_DATASET RECORDS_.
--------------------

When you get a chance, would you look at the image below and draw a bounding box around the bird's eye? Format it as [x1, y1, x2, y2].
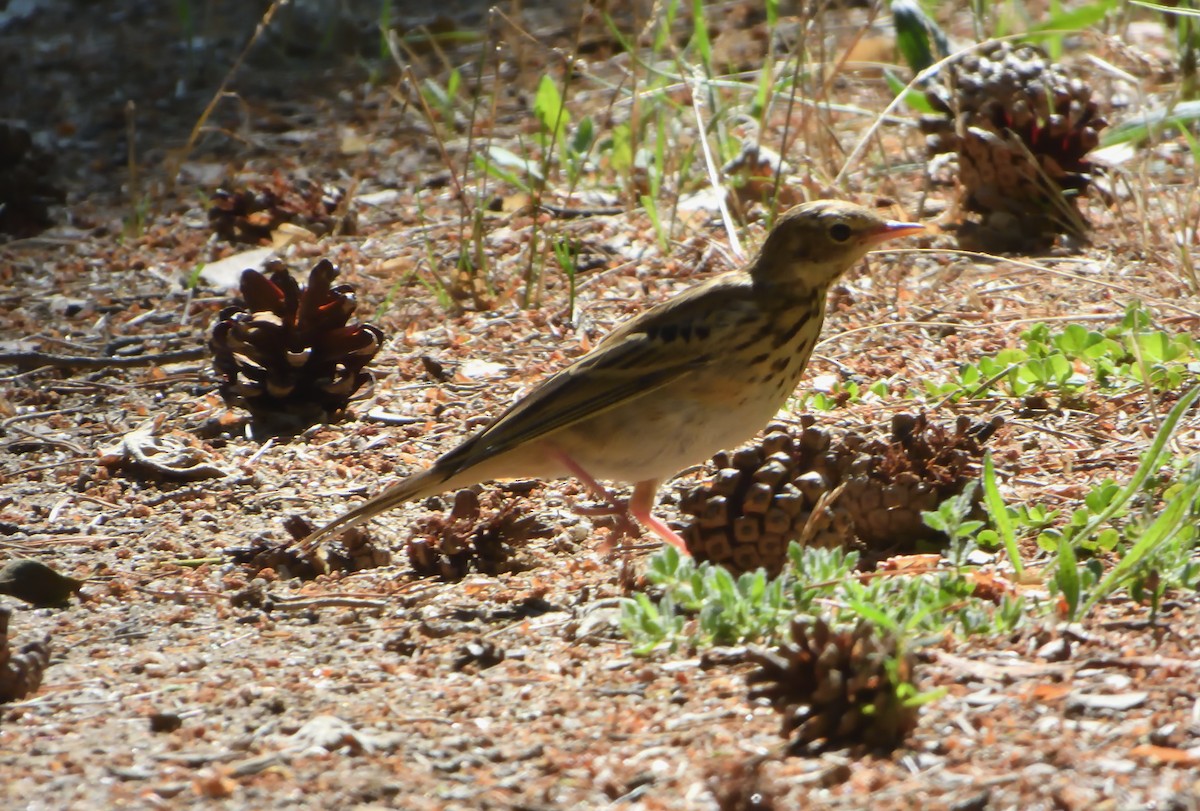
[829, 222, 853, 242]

--------------------

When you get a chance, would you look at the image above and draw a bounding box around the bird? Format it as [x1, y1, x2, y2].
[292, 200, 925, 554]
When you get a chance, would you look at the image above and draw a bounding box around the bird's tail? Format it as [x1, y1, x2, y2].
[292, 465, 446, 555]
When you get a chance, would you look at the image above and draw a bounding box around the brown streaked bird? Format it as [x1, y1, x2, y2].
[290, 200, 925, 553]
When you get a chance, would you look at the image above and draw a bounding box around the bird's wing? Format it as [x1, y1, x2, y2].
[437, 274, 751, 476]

--------------------

Write out the lines of the records verbatim, from the line containing "eye? Format it as [x1, y1, x2, y2]." through the line containing "[829, 222, 853, 242]", including both. Leave the pictures out.

When you get a chance, would you look at the image below and draw a bounding box around the bird's eye? Format it as [x1, y1, x2, y2].
[829, 222, 853, 242]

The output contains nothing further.